> INSTRUCTIONS TO FOLLOW: Reproduce the line that contains "Would you kindly pick out the white t-shirt" and every line after it through the end of the records, exactly, with nothing added.

Dataset records about object locations:
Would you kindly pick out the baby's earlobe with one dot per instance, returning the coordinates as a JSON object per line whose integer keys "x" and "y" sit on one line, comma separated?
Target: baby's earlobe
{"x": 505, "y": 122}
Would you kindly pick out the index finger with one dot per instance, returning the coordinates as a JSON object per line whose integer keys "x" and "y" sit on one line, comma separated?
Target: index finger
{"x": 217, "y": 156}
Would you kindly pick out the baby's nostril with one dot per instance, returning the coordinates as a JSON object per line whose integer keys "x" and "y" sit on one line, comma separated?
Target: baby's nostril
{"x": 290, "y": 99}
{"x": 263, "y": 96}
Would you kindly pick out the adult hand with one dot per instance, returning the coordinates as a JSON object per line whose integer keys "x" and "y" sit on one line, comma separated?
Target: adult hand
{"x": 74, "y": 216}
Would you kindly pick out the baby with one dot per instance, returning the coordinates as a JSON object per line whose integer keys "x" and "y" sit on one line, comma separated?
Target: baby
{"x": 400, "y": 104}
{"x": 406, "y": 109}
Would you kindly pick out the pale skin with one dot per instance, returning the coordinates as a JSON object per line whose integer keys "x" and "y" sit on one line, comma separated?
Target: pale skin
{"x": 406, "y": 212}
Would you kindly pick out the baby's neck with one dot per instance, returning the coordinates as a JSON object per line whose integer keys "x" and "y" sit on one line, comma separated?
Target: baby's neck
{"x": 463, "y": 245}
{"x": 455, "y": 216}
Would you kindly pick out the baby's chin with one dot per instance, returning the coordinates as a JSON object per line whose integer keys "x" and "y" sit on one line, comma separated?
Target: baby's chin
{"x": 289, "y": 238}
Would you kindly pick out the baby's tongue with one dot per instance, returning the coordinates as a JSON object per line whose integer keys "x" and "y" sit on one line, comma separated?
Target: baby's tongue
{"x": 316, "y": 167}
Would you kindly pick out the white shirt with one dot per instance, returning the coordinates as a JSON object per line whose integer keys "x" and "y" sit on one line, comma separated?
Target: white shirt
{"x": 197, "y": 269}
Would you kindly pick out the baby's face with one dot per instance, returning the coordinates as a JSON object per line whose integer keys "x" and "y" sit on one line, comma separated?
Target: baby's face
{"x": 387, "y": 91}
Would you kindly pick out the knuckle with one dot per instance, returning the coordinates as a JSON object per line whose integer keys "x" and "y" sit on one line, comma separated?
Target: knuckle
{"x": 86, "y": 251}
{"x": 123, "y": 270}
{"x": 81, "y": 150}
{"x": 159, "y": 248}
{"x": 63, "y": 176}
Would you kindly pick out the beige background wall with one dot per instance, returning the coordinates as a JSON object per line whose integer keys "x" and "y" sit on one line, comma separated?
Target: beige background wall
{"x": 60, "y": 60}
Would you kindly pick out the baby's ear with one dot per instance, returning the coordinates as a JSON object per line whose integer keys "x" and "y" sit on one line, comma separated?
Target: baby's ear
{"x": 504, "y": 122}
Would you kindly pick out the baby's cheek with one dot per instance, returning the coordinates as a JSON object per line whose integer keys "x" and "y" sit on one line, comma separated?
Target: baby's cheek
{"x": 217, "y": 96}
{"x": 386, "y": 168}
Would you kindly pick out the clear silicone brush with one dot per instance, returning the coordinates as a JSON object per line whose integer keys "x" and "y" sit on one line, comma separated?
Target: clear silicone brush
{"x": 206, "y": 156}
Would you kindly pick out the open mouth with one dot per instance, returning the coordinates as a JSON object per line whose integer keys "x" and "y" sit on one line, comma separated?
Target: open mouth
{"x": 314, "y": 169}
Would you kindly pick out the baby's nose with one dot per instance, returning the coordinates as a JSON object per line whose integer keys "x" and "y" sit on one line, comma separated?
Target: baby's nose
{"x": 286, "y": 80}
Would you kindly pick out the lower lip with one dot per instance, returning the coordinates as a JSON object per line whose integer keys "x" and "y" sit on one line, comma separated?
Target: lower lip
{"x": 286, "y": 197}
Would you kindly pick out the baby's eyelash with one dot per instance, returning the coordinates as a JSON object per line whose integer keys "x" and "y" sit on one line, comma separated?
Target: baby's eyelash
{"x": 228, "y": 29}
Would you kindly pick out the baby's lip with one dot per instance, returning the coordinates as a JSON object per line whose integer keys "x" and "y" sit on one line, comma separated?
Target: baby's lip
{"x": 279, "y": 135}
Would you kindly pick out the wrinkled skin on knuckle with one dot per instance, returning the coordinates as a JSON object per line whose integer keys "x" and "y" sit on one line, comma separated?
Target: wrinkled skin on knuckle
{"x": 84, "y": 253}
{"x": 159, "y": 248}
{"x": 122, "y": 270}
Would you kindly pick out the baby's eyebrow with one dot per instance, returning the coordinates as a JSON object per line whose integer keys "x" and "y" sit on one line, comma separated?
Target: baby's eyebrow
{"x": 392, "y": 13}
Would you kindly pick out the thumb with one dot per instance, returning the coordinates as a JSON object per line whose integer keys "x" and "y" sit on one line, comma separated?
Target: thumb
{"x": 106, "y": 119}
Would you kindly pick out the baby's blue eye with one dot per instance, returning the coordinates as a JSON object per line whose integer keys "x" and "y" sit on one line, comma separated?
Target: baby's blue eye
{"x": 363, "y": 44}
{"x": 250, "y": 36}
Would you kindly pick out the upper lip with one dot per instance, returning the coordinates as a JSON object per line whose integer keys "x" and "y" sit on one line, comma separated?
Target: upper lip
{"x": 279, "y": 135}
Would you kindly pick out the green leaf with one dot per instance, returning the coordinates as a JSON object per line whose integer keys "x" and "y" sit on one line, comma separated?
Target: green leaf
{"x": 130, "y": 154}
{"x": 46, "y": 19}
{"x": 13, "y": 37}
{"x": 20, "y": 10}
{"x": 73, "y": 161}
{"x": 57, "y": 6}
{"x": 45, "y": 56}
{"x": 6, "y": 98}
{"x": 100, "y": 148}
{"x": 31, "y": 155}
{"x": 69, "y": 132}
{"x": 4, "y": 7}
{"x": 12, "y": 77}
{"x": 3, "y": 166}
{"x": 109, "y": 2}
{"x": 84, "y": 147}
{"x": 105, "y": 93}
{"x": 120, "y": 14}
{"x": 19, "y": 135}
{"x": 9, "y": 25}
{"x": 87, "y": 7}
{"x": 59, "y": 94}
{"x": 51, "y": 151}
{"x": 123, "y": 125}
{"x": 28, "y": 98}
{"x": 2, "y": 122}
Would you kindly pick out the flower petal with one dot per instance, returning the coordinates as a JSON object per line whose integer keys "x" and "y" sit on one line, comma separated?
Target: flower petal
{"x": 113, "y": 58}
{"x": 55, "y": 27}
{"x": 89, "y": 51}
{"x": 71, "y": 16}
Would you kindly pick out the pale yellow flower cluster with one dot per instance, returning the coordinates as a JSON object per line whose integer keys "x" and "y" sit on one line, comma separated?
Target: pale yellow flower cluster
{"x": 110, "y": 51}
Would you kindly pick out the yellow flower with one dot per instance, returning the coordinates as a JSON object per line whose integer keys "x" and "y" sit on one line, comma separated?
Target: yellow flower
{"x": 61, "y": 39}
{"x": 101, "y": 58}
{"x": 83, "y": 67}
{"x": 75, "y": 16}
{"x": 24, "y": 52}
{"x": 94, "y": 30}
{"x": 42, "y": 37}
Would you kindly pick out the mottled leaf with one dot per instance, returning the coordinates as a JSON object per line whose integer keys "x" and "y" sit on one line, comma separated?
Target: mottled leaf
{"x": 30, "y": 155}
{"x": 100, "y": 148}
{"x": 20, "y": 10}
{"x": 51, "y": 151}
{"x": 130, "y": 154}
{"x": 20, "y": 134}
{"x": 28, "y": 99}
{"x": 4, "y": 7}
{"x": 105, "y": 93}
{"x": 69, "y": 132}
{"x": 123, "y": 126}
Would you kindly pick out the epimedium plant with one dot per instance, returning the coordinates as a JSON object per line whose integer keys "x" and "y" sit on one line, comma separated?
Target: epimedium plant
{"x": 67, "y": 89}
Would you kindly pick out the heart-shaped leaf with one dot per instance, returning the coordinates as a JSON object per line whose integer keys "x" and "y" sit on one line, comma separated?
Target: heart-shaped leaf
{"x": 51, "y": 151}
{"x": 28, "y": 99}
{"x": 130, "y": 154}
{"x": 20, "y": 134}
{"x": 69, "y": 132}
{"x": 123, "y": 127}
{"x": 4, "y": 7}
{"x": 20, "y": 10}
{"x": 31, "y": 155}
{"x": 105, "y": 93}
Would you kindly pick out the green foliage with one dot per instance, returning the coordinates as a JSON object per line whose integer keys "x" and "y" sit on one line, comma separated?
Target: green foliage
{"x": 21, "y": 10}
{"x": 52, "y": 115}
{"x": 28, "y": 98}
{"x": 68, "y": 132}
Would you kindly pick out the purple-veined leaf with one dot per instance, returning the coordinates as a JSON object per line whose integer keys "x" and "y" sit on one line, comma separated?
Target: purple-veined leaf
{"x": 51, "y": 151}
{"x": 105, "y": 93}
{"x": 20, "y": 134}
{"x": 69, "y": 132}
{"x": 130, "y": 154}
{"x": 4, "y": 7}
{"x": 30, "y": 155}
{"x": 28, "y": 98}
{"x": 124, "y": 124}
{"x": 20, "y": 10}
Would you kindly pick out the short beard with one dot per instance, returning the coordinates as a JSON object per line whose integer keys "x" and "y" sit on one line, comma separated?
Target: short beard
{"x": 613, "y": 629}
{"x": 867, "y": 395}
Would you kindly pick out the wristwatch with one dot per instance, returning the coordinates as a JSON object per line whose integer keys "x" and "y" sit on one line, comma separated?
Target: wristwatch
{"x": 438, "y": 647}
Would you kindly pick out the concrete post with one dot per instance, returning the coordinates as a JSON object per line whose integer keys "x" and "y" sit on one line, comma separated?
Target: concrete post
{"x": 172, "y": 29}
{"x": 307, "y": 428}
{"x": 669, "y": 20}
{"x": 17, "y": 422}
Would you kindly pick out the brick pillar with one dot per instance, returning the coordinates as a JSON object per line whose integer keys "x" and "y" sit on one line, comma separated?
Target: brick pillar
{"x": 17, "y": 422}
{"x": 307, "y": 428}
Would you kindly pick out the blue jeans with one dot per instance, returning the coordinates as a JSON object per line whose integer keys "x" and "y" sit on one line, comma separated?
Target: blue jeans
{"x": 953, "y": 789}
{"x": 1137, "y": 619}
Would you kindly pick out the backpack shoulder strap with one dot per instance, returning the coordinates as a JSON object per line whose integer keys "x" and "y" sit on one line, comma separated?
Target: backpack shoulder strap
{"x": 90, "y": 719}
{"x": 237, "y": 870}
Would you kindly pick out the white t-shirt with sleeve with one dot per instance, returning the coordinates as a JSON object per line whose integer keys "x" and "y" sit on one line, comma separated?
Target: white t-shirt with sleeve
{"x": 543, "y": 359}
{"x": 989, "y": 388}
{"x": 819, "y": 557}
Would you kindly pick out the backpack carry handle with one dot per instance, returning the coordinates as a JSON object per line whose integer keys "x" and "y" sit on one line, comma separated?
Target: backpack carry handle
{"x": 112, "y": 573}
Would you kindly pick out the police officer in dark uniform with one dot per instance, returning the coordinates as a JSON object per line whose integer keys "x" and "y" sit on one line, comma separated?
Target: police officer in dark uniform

> TASK ANSWER:
Would you kindly pick out the white t-shirt with sleeve with one dot per instance, returning the coordinates as a JSON object per line whose integer keys "x" and "y" sit on one line, comma separated?
Target: white t-shirt with sleeve
{"x": 543, "y": 359}
{"x": 989, "y": 388}
{"x": 819, "y": 557}
Would you kindly pick out the backpack carry handle with one dot per instance, returning the coordinates as a JSON object per line whose integer keys "x" and "y" sit on one line, comma separated?
Target: backpack carry handle
{"x": 112, "y": 573}
Would you kindly pick out the police officer in dark uniform with one dot per instance, returning the coordinates as a JSON object per line whose integer keys "x" and "y" sit on one line, comma separated?
Target: police officer in dark uniform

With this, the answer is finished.